▶ [DATA]:
%%

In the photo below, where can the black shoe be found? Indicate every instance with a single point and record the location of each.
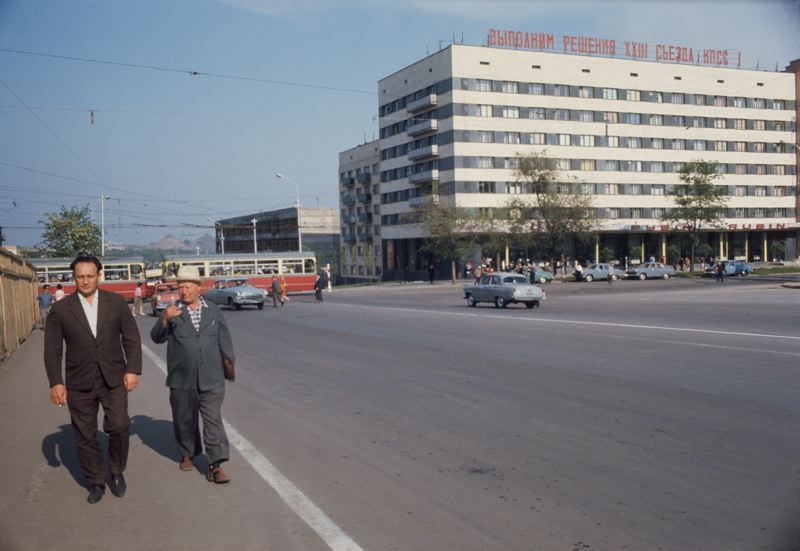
(95, 493)
(117, 485)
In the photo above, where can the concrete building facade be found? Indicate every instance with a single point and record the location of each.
(359, 197)
(452, 125)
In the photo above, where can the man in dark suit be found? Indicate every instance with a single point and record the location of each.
(103, 364)
(199, 359)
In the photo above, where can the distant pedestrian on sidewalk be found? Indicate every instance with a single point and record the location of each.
(45, 300)
(103, 364)
(276, 292)
(137, 300)
(199, 359)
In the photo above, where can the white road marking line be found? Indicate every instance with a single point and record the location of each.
(575, 322)
(330, 533)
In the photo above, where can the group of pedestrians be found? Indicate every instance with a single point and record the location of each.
(93, 358)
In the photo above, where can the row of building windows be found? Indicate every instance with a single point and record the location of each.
(634, 214)
(583, 140)
(587, 92)
(584, 165)
(522, 188)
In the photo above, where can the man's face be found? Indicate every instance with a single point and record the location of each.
(189, 291)
(86, 276)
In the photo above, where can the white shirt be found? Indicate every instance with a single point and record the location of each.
(90, 309)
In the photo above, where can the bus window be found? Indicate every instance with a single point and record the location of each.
(292, 267)
(268, 267)
(114, 272)
(243, 267)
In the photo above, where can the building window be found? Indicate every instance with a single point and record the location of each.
(536, 113)
(611, 117)
(509, 87)
(486, 187)
(536, 89)
(560, 90)
(538, 138)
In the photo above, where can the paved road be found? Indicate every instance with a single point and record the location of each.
(641, 415)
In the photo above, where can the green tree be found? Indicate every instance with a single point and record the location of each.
(698, 201)
(71, 231)
(560, 212)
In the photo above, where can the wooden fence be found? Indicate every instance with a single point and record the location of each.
(19, 312)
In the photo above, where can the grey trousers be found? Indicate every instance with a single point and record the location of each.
(187, 408)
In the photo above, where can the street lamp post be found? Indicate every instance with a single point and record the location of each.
(255, 240)
(297, 206)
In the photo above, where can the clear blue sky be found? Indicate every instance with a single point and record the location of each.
(208, 146)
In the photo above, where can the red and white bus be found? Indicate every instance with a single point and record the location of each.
(299, 268)
(119, 275)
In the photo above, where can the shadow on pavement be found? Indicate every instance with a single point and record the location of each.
(156, 434)
(59, 449)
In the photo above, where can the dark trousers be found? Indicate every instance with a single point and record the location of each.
(187, 408)
(83, 408)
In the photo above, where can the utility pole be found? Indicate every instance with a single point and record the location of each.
(103, 199)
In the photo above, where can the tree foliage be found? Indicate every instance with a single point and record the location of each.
(70, 231)
(698, 202)
(559, 213)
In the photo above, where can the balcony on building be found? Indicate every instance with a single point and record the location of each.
(424, 177)
(423, 152)
(422, 103)
(423, 127)
(423, 199)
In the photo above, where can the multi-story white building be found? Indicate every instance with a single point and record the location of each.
(453, 124)
(359, 198)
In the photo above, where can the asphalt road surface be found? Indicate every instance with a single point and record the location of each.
(639, 415)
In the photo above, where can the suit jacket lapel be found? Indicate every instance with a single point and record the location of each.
(76, 308)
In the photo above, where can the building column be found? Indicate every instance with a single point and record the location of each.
(596, 248)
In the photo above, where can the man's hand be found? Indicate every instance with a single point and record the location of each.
(172, 311)
(58, 395)
(130, 380)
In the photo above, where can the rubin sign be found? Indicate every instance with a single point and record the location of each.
(608, 47)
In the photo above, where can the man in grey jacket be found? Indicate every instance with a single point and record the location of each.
(198, 346)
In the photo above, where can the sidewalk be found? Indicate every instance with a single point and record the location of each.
(43, 503)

%%

▶ [AIM]: Pictures are not part of the copy; reproduce everything else in the records exactly.

▶ [EXPECTED ANSWER]:
In the photo below, where can the black shoe be found? Indicate every instance with a single point and record the location of each.
(95, 493)
(117, 485)
In the photo above, where can the concrete building facade be found? Indicate every instance with a single point and record the location of each.
(359, 197)
(452, 125)
In the photo above, where can the man in dark suit be found? Indicate every instance with a single point and record the location of each.
(103, 364)
(199, 359)
In the photo above, where can the distant pedestrian on sidewalk be found? Indicate every instance with a single point and record the location of each.
(45, 300)
(103, 364)
(276, 292)
(137, 300)
(199, 359)
In the photo above, where can the white road marking line be found? Indicate every instance with a single point and record the location of each.
(575, 322)
(330, 533)
In the photo above, where can the group of pedestrians be found? Indicate every instance with a single point and record the location of each.
(93, 358)
In the photo above, where can the row of building windows be found? Indicate every instance with a single point and record the location of each.
(634, 214)
(583, 140)
(587, 92)
(584, 165)
(522, 188)
In the photo above, where can the man's face be found? Indicate every instance with a single point and record the location of each.
(189, 291)
(86, 276)
In the photo above, where can the white shirt be found? Indicate every instance with a single point and record the location of each.
(90, 309)
In the photo above, where can the bus window be found? Indicate every instance with a single point and record the location of each.
(292, 267)
(268, 267)
(114, 272)
(243, 267)
In the photo above, where can the building window be found? Indicate every instance with a single point and record the location of each.
(536, 113)
(611, 117)
(509, 87)
(486, 187)
(536, 89)
(560, 90)
(538, 138)
In the photo above, where can the paved road be found? Indicate every instance with a single point and record the location of each.
(641, 415)
In the photo above, where can the green tree be found? Indicate every instance with a single point and record the location of each.
(698, 201)
(71, 231)
(560, 212)
In the photo above, where can the wooden fence be found? Indicate every instance with a single point and record the location of each.
(19, 312)
In the photo above, where can the grey trousers be found? Indicate every instance with a single point and record the location of each.
(187, 408)
In the photo above, where can the street lamp post be found? Indicate every instance with a single point and record the location of each.
(255, 240)
(297, 206)
In the photo above, where can the clear blue sky be found? Indicate every instance with a single point and record the location of each.
(208, 146)
In the photo above, where can the red and white bus be found? Indicate every instance with a single point and record the location of each.
(299, 268)
(119, 275)
In the photo above, where can the shadow on pavement be found? Indicate every instance with a single point and record the location of each.
(156, 434)
(59, 449)
In the photo above, where can the dark trousers be found? Indicate every instance with a single point and record the location of each.
(187, 408)
(83, 408)
In the photo above, where can the utility pole be found? Indicate every instance with a single point and record the location of each.
(103, 199)
In the photo above, where can the tree foliage be found? Indicate every instance with a single point and record the location of each.
(70, 231)
(698, 202)
(559, 213)
In the photo above, where can the balcony on building be found? Indicate every instance with a single point and record the location of each.
(424, 177)
(423, 152)
(422, 103)
(423, 127)
(423, 199)
In the photo above, where can the multi-story white building be found? Indicate every instance with a single point and record the location of each.
(453, 124)
(359, 198)
In the photo above, where can the asphalt road surface be found? Indicate every instance with a single point and record the location of each.
(639, 415)
In the photo above, where can the suit jacket lapel be found? Indicate every instance with a single point and record the location of each.
(76, 308)
In the photo above, where can the building column be found? Indicate every instance with a single point and record the location of each.
(596, 248)
In the photo above, where can the man's hand be found? Indicate every instance with a single point and record the location of each.
(172, 311)
(58, 395)
(130, 380)
In the photo above, where can the rubin sign be found? Indicate every instance with a single point and record the location of each.
(608, 47)
In the photo above, where can the man in grey jacket be found? Indicate every instance with a single point and record the location of each.
(198, 346)
In the photo above, where can the sidewalk be found? Indicate every instance with a single point and record the location of each.
(43, 503)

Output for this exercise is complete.